Since the baby, Mum and Dad had been too busy to make me a hot breakfast even once. I burst into tears, wailing that they didn’t love me anymore.
The load eased when our grandparents arrived in New Zealand, and this little hiccup was forgotten. As soon as the month of con nement for mother and child ended, I pleaded to take you into school for Show and Tell. I was so proud to have a new little brother.
Nine years and four months is the gap between us. You were born in 1999, the Year of the Rabbit. Dad is also a rabbit. Mum and I are horses. In personality, though, I take after Dad: animated, gregarious, in constant motion. And you’re more like Mum: quiet, acquiescent, a content homebody. In pictures of Mum in her youth, when she had short hair, she looks exactly as you do now.
Our differences started out young. You were easy to raise. Obedient, staying exactly where you were left. Whereas at kindergarten in China, I scratched up a kid so badly they were taken to the hospital.
The only real discipline you received was a trick that Mum used to play when you were a toddler reluctant to go to bed. She would tell you that a family of tigers shared our house. They were a family like ours, with a mum, a dad and two cubs. As evening fell, they left the forests where they hunted during the day and headed to our lounge to make their beds for the night. In the morning, Mum would get up early and chase them back outside. Such was our agreement with the tiger family. I was a natural co-conspirator. Sometimes you would hear this story, pout, and ask, “为什么姐姐不去睡觉?” | “Why does older sister not have to sleep?”
“姐姐大了,老虎怕她了。” | “Older sister is big now, the tigers are afraid of her.”
I exchanged a glance with Mum. “这一家老虎很凶呀! 牙齿
很尖!” | “Thee tiger family is very fierce! They have such pointy teeth!” I would say to you, eyes wide and arms raised for effect. Your mouth set with fear. You would let Mum pick you up and carry you out of the lounge, leaving me in the company of tigers.
My semi-parental relationship with you continued when I moved to Christchurch for university. I convinced Mum and Dad to send you down to visit me in the overlap of our holidays. For a week I cooked dinner for us and drove you around the city.

■ **Raw data**:
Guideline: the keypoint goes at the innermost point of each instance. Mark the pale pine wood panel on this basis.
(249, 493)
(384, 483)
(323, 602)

■ **Problems to solve**:
1. Translate this sentence from the reading text about a younger brother into French: "Nine years and four months is the gap between us."
2. Copy the passage of the reading text about a younger brother starting at "My semi-parental relationship" and ending at "around the city.".

■ **Answers to the problems**:
1. L'écart entre nous est de neuf ans et quatre mois.

2.
My semi-parental relationship with you continued when I moved to Christchurch for university. I convinced Mum and Dad to send you down to visit me in the overlap of our holidays. For a week I cooked dinner for us and drove you around the city.